Directions
Give back all the data exactly, line by line.

# start of Records provided

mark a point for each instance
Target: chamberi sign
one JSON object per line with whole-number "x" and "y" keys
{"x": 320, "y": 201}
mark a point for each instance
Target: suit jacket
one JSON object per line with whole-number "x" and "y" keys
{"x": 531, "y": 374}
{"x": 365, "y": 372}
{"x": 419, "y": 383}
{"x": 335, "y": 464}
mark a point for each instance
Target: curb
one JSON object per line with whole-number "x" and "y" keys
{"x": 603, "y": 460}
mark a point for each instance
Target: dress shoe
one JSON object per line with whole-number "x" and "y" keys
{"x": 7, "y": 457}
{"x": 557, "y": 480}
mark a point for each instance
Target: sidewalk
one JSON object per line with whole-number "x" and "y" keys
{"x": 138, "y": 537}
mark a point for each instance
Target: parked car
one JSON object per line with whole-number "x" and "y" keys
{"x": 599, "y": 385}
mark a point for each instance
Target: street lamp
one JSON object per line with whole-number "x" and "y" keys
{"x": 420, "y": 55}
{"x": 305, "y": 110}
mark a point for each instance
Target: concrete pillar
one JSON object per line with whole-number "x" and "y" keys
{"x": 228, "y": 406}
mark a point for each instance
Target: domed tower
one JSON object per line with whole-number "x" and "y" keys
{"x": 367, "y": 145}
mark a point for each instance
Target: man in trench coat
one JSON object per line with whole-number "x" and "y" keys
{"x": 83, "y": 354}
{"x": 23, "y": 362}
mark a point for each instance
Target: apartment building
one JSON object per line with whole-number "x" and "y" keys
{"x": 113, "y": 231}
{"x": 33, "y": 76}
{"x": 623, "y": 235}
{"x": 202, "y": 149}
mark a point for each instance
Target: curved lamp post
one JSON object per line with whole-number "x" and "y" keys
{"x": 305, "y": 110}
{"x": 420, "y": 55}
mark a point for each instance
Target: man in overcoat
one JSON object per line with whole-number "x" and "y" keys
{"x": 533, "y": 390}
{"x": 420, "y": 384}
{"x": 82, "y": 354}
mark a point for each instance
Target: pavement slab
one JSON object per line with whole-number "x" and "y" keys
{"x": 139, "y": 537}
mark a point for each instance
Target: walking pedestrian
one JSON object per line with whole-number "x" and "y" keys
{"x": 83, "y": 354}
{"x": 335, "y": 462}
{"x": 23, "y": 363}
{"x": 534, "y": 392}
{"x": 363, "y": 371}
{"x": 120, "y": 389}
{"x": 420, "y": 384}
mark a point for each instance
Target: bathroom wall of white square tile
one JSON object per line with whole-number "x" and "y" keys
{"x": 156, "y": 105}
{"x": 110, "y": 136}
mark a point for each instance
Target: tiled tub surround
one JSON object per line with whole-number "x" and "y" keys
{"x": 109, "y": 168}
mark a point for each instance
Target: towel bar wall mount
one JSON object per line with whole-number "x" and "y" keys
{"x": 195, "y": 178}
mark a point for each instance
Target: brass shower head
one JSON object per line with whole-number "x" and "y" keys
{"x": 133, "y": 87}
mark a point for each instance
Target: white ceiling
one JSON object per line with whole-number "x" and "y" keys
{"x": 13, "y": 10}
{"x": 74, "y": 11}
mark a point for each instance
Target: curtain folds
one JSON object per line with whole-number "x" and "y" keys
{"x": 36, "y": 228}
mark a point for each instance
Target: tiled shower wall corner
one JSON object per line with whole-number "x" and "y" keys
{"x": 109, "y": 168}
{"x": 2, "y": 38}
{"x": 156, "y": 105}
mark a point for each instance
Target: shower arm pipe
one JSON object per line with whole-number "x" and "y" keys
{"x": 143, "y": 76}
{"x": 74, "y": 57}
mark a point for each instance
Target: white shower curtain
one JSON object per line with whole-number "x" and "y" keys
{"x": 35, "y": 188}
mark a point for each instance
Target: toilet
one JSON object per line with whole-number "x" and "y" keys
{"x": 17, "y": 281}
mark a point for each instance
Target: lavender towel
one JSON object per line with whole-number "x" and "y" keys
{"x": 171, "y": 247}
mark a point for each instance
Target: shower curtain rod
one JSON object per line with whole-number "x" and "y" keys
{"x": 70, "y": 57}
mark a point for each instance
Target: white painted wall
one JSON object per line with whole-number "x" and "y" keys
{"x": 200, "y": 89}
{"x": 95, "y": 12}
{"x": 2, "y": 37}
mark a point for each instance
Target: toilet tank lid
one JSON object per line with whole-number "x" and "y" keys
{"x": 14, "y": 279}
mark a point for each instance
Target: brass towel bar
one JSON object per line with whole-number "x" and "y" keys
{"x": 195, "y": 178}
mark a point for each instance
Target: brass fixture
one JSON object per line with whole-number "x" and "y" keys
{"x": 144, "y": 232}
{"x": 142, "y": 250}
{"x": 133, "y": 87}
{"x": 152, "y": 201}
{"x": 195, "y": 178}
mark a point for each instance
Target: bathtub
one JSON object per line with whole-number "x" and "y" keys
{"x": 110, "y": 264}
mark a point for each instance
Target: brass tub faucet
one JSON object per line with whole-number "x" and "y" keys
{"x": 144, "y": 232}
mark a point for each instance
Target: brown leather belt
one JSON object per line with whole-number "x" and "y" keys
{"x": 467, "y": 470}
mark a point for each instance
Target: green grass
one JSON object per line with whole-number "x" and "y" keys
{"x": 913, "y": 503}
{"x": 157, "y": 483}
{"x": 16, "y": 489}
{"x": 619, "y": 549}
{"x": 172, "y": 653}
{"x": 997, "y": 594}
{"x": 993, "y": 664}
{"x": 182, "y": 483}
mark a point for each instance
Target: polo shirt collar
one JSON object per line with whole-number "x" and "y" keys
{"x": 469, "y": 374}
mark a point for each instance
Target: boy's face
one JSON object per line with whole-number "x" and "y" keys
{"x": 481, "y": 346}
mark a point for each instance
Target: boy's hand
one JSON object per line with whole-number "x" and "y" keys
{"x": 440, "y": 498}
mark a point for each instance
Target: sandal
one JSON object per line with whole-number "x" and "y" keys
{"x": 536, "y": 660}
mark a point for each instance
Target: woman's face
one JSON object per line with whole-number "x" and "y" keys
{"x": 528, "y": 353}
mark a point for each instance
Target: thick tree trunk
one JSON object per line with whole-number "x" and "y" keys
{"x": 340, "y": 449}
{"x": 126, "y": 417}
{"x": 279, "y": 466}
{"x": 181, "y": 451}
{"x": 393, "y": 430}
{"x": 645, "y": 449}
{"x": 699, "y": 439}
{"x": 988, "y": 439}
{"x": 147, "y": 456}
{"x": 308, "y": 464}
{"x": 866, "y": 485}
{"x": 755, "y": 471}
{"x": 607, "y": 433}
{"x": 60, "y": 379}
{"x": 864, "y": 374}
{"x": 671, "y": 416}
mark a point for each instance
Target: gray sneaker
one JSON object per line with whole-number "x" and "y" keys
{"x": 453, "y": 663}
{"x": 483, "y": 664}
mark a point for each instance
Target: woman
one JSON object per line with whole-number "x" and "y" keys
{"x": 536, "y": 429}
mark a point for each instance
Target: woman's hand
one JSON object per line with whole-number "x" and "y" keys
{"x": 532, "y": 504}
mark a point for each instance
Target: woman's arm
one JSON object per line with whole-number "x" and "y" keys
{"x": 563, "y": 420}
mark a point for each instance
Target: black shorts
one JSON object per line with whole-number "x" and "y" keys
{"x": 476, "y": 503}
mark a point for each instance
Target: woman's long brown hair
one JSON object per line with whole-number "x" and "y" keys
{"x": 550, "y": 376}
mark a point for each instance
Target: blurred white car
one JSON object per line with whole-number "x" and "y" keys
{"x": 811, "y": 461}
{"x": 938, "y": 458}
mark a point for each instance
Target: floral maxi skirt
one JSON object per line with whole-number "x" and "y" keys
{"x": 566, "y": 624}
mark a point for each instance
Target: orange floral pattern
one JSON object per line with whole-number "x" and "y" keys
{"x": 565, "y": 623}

# end of Records provided

Final answer
mark a point for each instance
Target: chamberi sign
one JSON object per line with whole-number "x" and "y" keys
{"x": 320, "y": 201}
mark a point for each instance
Target: suit jacket
one JSON object per line with whole-number "x" and "y" keys
{"x": 531, "y": 374}
{"x": 365, "y": 372}
{"x": 419, "y": 383}
{"x": 335, "y": 464}
mark a point for each instance
Target: curb
one JSON object per line with whole-number "x" and "y" keys
{"x": 603, "y": 460}
mark a point for each instance
Target: dress shoe
one JSON object per line with whole-number "x" and "y" keys
{"x": 7, "y": 457}
{"x": 557, "y": 480}
mark a point for each instance
Target: sidewalk
one JSON object per line with whole-number "x" and "y" keys
{"x": 138, "y": 537}
mark a point for each instance
Target: parked car
one JSON object per line with whole-number "x" and "y" keys
{"x": 599, "y": 385}
mark a point for each instance
Target: street lamp
one JSON object per line with whole-number "x" and "y" keys
{"x": 420, "y": 55}
{"x": 305, "y": 110}
mark a point for each instance
Target: concrete pillar
one JSON object per line with whole-number "x" and "y" keys
{"x": 228, "y": 406}
mark a point for each instance
Target: domed tower
one JSON object per line with whole-number "x" and "y" keys
{"x": 367, "y": 145}
mark a point for each instance
Target: man in trench coat
one JSON object per line with whole-number "x" and "y" keys
{"x": 83, "y": 354}
{"x": 23, "y": 362}
mark a point for each instance
Target: apartment building
one JSON object per line with whole-number "x" and "y" keys
{"x": 113, "y": 231}
{"x": 33, "y": 76}
{"x": 623, "y": 235}
{"x": 202, "y": 149}
mark a point for each instance
Target: curved lamp post
one JSON object per line with whole-number "x" and "y" keys
{"x": 305, "y": 110}
{"x": 420, "y": 55}
mark a point for each instance
Target: man in overcoat
one JSON object per line with whole-number "x" and "y" keys
{"x": 533, "y": 390}
{"x": 420, "y": 384}
{"x": 82, "y": 354}
mark a point for each instance
Target: pavement slab
one JSON object per line with whole-number "x" and "y" keys
{"x": 139, "y": 537}
mark a point for each instance
Target: walking pedestrian
one JSON object per line with whole-number "x" and "y" keys
{"x": 83, "y": 354}
{"x": 335, "y": 462}
{"x": 23, "y": 363}
{"x": 534, "y": 392}
{"x": 363, "y": 371}
{"x": 120, "y": 389}
{"x": 420, "y": 384}
mark a point for each instance
Target: bathroom wall of white square tile
one JSON object per line with whole-number "x" and "y" keys
{"x": 156, "y": 105}
{"x": 110, "y": 136}
mark a point for each instance
Target: tiled tub surround
one JSON object per line with whole-number "x" and "y" keys
{"x": 109, "y": 168}
mark a point for each instance
Target: towel bar wall mount
one JSON object per line with whole-number "x" and "y" keys
{"x": 195, "y": 178}
mark a point for each instance
Target: brass shower head
one JSON object per line with whole-number "x" and "y" keys
{"x": 133, "y": 87}
mark a point for each instance
Target: white ceiling
one JSON object per line with whole-number "x" and "y" keys
{"x": 13, "y": 10}
{"x": 74, "y": 11}
mark a point for each instance
Target: curtain folds
one JSON object per line with whole-number "x" and "y" keys
{"x": 36, "y": 228}
mark a point for each instance
Target: tiled shower wall corner
one JSON object per line with whole-number "x" and "y" keys
{"x": 109, "y": 168}
{"x": 2, "y": 38}
{"x": 156, "y": 105}
mark a point for each instance
Target: shower arm pipe
one JSON object per line with whole-number "x" and "y" keys
{"x": 143, "y": 76}
{"x": 74, "y": 57}
mark a point for each instance
Target: white shower curtain
one JSON object per line with whole-number "x" and "y" keys
{"x": 35, "y": 188}
mark a point for each instance
Target: toilet
one JSON object per line with whole-number "x" and "y" keys
{"x": 17, "y": 281}
mark a point for each instance
Target: lavender towel
one JSON object per line with whole-number "x" and "y" keys
{"x": 171, "y": 247}
mark a point for each instance
Target: shower curtain rod
one JSON object per line with whole-number "x" and "y" keys
{"x": 70, "y": 57}
mark a point for each instance
Target: white painted wall
one JSON object per line with whole-number "x" and "y" keys
{"x": 200, "y": 89}
{"x": 95, "y": 12}
{"x": 2, "y": 37}
mark a point for each instance
Target: toilet tank lid
one JSON object per line with whole-number "x" and "y" keys
{"x": 14, "y": 279}
mark a point for each instance
Target: brass towel bar
one JSON object per line with whole-number "x" and "y" keys
{"x": 195, "y": 178}
mark a point for each instance
Target: brass fixture
one JSON object per line with whole-number "x" and "y" keys
{"x": 144, "y": 232}
{"x": 142, "y": 250}
{"x": 133, "y": 87}
{"x": 152, "y": 201}
{"x": 195, "y": 178}
mark a point for each instance
Target: bathtub
one JSON object per line with whole-number "x" and "y" keys
{"x": 110, "y": 264}
mark a point for each instance
Target: brass tub faucet
one JSON object per line with whole-number "x" and "y" keys
{"x": 144, "y": 232}
mark a point for each instance
Target: brown leather belt
one JSON object per line with whole-number "x" and "y" keys
{"x": 467, "y": 470}
mark a point for each instance
Target: green grass
one JSON object per line with whole-number "x" and "y" keys
{"x": 913, "y": 503}
{"x": 157, "y": 483}
{"x": 16, "y": 489}
{"x": 619, "y": 549}
{"x": 172, "y": 653}
{"x": 997, "y": 594}
{"x": 993, "y": 664}
{"x": 182, "y": 483}
mark a point for each instance
Target: polo shirt collar
one JSON object per line with whole-number "x" and "y" keys
{"x": 469, "y": 374}
mark a point for each instance
Target: boy's face
one JSON object per line with whole-number "x" and "y" keys
{"x": 481, "y": 346}
mark a point for each instance
Target: boy's hand
one JSON object per line with whole-number "x" and "y" keys
{"x": 440, "y": 498}
mark a point for each instance
Target: sandal
one JSON object per line with whole-number "x" and "y" keys
{"x": 536, "y": 660}
mark a point for each instance
Target: woman's face
one JSON object per line with whole-number "x" and "y" keys
{"x": 528, "y": 353}
mark a point for each instance
Target: thick tree trunk
one JSON object per line with whole-number "x" and "y" keys
{"x": 340, "y": 449}
{"x": 126, "y": 417}
{"x": 279, "y": 466}
{"x": 181, "y": 451}
{"x": 393, "y": 430}
{"x": 645, "y": 449}
{"x": 699, "y": 439}
{"x": 988, "y": 439}
{"x": 147, "y": 456}
{"x": 308, "y": 464}
{"x": 866, "y": 485}
{"x": 755, "y": 471}
{"x": 607, "y": 433}
{"x": 60, "y": 379}
{"x": 864, "y": 374}
{"x": 671, "y": 416}
mark a point for each instance
Target: gray sneaker
one JSON object per line with whole-number "x" and "y" keys
{"x": 453, "y": 663}
{"x": 483, "y": 664}
mark a point for each instance
Target: woman
one JSON object per line with whole-number "x" and "y" keys
{"x": 536, "y": 429}
mark a point for each instance
Target: woman's hand
one JSON object per line with whole-number "x" and "y" keys
{"x": 532, "y": 504}
mark a point for each instance
Target: woman's arm
one JSON object per line with whole-number "x" and "y" keys
{"x": 563, "y": 420}
mark a point for each instance
Target: black shorts
one JSON object per line with whole-number "x" and "y" keys
{"x": 476, "y": 503}
mark a point for each instance
Target: woman's long brown hair
one JSON object per line with whole-number "x" and "y" keys
{"x": 550, "y": 376}
mark a point for each instance
Target: blurred white car
one JSON object per line with whole-number "x" and "y" keys
{"x": 811, "y": 461}
{"x": 938, "y": 458}
mark a point for each instance
Target: floral maxi skirt
one JSON object per line with whole-number "x" and "y" keys
{"x": 566, "y": 624}
mark a point for each instance
Target: orange floral pattern
one JSON object per line with whole-number "x" and "y" keys
{"x": 565, "y": 623}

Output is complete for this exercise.